TEXT SEGMENT.
|---|

I was also very appreciative that The Shark Is Still Working spends very little time on the God-awful sequels to Jaws. Though there is some coverage this movie gives only a cursory glance at the sequels just so we all know how bad they were and how even the unwatchable Jaws The Revenge couldn’t hurt the genius of the original.

I also learned some things I didn’t know which is always fun. My favorite would be that Dick Warlock was the stunt double for Richard Dreyfuss in some of the diving scenes. I loved that because Dick Warlock played Michael Myers in Halloween II.

I was also fascinated to learn that the story of the USS Indianapolis was still a classified secret when Peter Benchley wrote his book. It was only after the story became declassified that it became fair game for Jaws. Try and imagine Jaws without Quint’s USS Indianapolis speech. Yeah, I can’t see it either.

|---|

GIVEN RECORDS.
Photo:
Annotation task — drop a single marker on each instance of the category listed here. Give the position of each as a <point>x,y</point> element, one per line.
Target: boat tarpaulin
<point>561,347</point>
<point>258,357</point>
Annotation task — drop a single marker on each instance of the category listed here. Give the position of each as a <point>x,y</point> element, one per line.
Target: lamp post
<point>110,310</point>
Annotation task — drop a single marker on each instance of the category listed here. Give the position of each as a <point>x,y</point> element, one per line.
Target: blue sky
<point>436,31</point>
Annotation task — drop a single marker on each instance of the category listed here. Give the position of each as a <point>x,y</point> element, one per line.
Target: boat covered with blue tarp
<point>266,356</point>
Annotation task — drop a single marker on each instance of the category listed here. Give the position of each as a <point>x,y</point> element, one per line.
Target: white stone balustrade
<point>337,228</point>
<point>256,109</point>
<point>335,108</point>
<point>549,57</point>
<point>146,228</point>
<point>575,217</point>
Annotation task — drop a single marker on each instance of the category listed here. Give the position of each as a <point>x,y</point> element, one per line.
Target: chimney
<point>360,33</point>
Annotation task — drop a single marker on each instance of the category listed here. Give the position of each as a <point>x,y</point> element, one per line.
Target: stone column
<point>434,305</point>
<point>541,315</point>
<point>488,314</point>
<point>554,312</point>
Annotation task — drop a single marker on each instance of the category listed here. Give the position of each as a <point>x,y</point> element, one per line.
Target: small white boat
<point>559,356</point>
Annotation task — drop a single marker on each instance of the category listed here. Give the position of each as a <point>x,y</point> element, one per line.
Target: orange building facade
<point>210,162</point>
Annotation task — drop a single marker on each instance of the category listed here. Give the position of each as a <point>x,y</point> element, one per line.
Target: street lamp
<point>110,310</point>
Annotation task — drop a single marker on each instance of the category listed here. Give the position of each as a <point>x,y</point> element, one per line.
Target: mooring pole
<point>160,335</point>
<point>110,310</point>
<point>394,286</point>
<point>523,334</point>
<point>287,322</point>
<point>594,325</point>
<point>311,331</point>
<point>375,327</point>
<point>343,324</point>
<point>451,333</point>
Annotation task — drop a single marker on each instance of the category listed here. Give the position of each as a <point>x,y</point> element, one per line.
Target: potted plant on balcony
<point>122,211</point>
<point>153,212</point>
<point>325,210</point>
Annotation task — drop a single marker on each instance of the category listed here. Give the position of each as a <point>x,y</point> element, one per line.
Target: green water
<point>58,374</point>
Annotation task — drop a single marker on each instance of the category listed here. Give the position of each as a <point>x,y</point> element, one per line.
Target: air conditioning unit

|---|

TASKS FOR THIS EXERCISE.
**a.** Please repeat the part of the Jaws documentary review that opens with "I also learned" and closes with "in Halloween II.", swapping "stunt double" for "body double".
**b.** Pick up the Jaws documentary review at the point where it stops, and keep writing.

RESPONSES FOR EACH TASK.
**a.**
I also learned some things I didn’t know which is always fun. My favorite would be that Dick Warlock was the body double for Richard Dreyfuss in some of the diving scenes. I loved that because Dick Warlock played Michael Myers in Halloween II.

**b.**
The Shark Is Still Working is not just an exceptional documentary, it’s one that I’m sure will become a classic. This is the kind of film that becomes a companion piece to the movie it’s paying homage to as well as a constant reference to those of us who worship Jaws. It’s briskly paced, incredibly well executed with a depth and attention to detail you must see to believe. No stone is left unturned and no angle not entirely thought out. The Shark Is Still Working is the complete and total story of one of the most important movies in film history. I’ve been reading about, watching and studying Jaws for twenty-eight years and I still learned more here than I even knew was out there.

Whether you’re a passing fan or a total fanatic The Shark Is Still Working: The Legacy And Impact Of Jaws (the complete title) is something that you should watch at least once. The documentary is about to debut at the Los Angeles United Film Festival on May 2nd before making it’s way to other festivals and then hopefully soon a DVD release so I can watch it over and over. 

You may need a bigger boat, but you will never need a bigger documentary.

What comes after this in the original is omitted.